• _INSTRUCTION_
Collect every line of the records that contains the word "gravel", copying each one in full. Case counts.

• _INFORMATION SUPPLIED_
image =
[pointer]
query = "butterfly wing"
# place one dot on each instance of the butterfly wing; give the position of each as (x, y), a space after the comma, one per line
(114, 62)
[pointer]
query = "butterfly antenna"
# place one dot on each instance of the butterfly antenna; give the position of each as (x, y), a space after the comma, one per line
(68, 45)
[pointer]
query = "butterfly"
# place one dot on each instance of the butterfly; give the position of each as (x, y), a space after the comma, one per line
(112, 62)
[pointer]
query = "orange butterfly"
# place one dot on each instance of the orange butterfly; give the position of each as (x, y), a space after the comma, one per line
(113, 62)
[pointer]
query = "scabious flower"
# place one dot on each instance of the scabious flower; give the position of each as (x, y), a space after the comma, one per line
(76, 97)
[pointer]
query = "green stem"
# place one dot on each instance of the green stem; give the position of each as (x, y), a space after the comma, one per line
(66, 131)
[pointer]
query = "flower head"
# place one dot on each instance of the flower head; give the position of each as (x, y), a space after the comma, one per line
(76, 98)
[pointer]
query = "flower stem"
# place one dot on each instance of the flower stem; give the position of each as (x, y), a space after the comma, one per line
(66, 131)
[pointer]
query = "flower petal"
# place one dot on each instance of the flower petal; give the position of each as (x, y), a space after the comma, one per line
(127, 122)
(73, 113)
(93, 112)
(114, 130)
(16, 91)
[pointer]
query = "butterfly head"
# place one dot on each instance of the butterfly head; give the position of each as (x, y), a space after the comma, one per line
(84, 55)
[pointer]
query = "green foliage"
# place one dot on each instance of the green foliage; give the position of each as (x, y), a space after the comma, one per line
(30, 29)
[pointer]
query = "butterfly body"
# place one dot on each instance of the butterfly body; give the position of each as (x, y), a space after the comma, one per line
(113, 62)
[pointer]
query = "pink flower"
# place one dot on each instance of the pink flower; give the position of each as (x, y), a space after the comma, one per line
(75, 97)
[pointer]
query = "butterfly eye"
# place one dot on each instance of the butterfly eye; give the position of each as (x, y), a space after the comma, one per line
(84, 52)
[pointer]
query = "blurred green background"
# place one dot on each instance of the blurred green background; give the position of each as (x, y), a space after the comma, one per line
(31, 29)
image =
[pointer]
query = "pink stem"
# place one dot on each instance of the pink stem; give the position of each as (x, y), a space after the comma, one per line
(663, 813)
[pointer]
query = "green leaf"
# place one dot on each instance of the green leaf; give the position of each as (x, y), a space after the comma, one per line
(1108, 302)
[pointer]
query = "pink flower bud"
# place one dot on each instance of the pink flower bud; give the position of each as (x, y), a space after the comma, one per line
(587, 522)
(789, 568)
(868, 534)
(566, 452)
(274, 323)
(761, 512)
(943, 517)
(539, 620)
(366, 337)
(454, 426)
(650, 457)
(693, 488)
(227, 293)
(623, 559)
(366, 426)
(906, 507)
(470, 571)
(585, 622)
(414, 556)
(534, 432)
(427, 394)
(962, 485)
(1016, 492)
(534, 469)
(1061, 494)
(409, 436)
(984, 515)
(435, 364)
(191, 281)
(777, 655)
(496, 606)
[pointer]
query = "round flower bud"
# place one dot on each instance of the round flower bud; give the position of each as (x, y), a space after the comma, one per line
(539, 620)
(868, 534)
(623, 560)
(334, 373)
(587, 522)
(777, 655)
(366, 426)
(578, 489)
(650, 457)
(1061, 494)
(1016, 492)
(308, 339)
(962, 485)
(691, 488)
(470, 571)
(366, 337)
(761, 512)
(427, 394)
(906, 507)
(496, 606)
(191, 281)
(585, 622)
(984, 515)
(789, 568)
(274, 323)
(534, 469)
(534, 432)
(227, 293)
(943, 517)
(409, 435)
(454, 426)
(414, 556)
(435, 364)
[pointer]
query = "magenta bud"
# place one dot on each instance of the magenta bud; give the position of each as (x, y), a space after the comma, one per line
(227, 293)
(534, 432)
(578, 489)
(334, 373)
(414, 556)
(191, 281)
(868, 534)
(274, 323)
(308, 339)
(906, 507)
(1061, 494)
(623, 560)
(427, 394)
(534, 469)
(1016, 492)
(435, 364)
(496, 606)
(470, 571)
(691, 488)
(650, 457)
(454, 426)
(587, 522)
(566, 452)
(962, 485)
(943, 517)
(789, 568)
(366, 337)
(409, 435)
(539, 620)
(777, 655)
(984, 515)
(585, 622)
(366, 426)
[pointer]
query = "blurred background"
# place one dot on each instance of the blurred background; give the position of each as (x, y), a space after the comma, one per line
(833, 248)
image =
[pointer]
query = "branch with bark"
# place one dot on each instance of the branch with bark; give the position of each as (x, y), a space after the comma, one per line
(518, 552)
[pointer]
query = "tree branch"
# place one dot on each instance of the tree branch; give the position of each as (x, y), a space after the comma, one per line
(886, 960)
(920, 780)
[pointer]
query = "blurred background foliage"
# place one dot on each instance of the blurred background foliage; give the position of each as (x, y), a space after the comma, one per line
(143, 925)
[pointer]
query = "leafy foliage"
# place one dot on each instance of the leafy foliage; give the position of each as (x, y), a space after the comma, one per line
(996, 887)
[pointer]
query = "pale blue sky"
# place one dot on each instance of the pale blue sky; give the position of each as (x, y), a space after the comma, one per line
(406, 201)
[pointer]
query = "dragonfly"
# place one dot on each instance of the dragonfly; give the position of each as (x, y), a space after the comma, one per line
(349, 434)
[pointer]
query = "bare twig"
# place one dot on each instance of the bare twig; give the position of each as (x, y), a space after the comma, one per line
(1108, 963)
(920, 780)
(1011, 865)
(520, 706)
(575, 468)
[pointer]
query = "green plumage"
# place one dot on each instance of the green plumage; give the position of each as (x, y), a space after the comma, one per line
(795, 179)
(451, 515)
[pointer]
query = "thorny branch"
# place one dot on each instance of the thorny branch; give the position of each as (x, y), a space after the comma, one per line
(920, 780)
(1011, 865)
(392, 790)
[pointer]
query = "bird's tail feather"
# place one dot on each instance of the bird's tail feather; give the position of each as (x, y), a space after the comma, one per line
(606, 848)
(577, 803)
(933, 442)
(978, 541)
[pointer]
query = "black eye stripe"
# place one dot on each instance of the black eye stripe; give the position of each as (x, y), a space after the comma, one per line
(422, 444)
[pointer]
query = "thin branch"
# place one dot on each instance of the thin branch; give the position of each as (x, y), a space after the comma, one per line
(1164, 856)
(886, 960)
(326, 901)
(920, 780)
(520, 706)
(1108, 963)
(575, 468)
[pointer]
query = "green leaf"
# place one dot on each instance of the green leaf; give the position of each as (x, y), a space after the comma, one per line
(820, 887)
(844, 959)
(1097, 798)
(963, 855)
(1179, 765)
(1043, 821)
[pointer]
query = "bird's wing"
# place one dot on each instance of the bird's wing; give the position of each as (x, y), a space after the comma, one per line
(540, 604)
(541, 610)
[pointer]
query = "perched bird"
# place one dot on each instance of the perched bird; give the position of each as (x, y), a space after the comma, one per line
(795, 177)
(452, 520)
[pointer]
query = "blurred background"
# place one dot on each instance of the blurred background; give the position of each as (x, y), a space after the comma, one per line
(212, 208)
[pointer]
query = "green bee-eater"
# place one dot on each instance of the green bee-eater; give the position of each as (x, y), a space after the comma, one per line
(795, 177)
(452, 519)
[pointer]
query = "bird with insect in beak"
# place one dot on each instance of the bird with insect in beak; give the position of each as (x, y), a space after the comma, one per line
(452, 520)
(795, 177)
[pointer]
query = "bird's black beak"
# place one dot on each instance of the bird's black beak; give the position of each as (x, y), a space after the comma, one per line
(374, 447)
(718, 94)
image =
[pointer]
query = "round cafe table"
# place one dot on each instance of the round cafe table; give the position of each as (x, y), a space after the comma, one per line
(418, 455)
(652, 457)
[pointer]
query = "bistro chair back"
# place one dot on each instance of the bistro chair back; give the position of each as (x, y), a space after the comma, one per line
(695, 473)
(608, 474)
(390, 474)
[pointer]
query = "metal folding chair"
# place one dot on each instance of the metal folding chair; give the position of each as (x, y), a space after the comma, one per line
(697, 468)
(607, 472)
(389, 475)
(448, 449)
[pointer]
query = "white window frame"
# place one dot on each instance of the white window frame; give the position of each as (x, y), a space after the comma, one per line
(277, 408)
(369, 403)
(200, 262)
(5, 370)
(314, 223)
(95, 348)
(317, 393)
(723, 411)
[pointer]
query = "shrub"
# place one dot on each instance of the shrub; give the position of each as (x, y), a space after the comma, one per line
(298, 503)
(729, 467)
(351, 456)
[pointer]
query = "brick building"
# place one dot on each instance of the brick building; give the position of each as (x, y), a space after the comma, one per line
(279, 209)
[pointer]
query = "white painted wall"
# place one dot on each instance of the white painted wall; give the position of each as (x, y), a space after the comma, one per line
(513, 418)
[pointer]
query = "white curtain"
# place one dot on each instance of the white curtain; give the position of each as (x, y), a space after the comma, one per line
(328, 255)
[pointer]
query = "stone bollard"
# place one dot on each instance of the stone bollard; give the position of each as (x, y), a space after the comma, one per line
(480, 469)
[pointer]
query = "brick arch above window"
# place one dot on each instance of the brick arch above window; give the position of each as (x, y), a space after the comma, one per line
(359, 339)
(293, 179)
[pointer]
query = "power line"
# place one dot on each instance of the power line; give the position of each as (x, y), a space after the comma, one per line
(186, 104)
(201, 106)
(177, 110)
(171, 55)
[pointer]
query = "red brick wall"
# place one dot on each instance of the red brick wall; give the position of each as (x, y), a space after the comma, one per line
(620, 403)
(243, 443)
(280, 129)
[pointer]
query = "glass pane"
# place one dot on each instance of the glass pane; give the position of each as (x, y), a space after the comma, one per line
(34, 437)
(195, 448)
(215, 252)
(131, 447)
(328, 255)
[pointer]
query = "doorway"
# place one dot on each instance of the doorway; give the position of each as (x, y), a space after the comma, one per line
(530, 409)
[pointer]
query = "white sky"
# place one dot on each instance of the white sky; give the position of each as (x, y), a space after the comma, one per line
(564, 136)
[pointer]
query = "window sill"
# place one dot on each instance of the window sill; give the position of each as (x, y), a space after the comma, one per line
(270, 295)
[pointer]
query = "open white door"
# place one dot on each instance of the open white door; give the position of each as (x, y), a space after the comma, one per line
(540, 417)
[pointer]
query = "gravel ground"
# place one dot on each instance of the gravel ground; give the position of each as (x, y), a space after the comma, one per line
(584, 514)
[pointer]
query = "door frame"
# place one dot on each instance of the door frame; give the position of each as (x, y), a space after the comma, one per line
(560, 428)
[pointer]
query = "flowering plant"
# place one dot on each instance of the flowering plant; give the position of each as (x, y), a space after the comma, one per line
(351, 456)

• _OUTPUT BELOW_
query = "gravel ground"
# place one dot on each instance of the gravel ground; give the position of each as (x, y), a space after the comma, one per line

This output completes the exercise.